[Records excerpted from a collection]

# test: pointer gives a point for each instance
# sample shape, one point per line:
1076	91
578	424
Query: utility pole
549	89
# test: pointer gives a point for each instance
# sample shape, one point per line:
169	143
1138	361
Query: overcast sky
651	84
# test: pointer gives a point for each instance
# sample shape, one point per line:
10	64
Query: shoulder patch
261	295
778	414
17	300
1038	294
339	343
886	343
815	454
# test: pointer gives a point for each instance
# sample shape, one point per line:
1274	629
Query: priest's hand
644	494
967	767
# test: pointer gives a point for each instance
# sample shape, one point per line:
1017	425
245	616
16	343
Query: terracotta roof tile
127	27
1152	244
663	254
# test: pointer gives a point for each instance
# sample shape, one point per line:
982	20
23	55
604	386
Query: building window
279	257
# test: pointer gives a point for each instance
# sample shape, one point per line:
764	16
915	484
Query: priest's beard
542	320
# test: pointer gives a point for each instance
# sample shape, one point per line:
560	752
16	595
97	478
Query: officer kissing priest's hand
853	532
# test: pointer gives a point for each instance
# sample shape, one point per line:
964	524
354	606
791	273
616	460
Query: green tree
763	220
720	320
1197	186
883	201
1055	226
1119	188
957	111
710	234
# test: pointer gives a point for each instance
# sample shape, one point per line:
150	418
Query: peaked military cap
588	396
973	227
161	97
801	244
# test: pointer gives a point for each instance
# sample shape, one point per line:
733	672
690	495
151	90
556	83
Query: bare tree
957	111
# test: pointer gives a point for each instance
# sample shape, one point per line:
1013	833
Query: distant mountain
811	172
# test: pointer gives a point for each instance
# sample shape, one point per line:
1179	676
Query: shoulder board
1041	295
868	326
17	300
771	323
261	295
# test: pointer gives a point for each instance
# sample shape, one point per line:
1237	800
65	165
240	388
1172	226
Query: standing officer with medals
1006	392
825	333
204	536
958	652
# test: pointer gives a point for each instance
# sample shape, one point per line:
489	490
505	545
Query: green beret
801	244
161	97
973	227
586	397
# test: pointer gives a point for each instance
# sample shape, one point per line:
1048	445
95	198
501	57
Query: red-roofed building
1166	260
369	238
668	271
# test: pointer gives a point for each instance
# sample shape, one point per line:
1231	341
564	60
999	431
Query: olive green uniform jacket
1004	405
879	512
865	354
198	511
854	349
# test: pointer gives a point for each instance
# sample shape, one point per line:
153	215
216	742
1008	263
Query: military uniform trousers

■ **Work instructions**
Extract the whole listing, character for character.

■ **In response**
# test: pointer gives a point for each instance
# sample shape, one point per line:
1076	91
578	424
Query: utility pole
549	89
# test: pointer gives a point for each instance
# sample shape, one point per line:
169	143
1138	361
Query: overcast sky
651	84
# test: pointer gives a point for each instance
# sample shape, one point per line:
10	64
Query: shoulder patch
261	295
778	414
17	300
1038	294
339	343
886	343
815	454
# test: pointer gives a point for each instance
# sample shape, one point per line:
1274	629
Query: priest's hand
644	494
967	767
# test: pointer gives a point for each instance
# sample shape, one point per line:
1017	425
245	616
16	343
Query: terracotta roof tile
127	27
1152	244
663	254
# test: pointer gives a point for each instance
# sample shape, one point per line:
982	20
23	55
604	386
Query: building window
279	257
# test: pointer gives a point for each instance
# sample shape, one point per line:
764	16
915	484
Query: priest's beard
542	320
# test: pointer gives a point for each instance
# sample shape, one point per line:
560	752
16	595
97	478
Query: officer kissing priest's hand
853	532
# test: pointer gives a point for each instance
# sample shape, one point per line:
964	524
354	606
791	273
616	460
Query: green tree
763	220
720	320
1197	186
883	201
1055	226
1119	188
957	111
710	234
# test: pointer gives a point for each instance
# sample shape, one point per line:
150	418
Query: peaked military cap
588	396
973	227
161	97
801	244
# test: pointer gives a point for each instance
# sample shape, one point per line:
733	672
690	495
151	90
556	83
Query: bare tree
957	111
# test: pointer gives a point for each instance
# sample shape, one point per line:
1013	833
Query: distant mountain
811	172
# test: pointer gives a point for each instance
# sample shape, one point per line:
1179	676
Query: shoulder board
1041	295
868	326
17	300
771	323
261	295
# test: pointer gives a point for each instance
# sample shape, one point per line:
1237	800
65	165
240	388
1172	226
Query: standing officer with medals
1006	392
825	333
204	536
958	652
# test: pointer gives a point for each instance
# sample shape, one point per line:
489	490
505	545
Query: green beret
801	244
161	97
973	227
586	397
# test: pointer gives a point for each instance
# sample shape, one point per line:
1048	445
95	198
501	57
Query: red-roofed building
1166	260
369	238
668	271
# test: pointer gives a point for each instance
# sample shape, one point per line:
1231	341
564	60
999	431
Query: olive green uniform jacket
1004	405
879	512
865	354
198	511
854	349
# test: pointer gives a point for each instance
# sample shape, one point per line:
153	215
216	742
1008	263
Query: military uniform trousers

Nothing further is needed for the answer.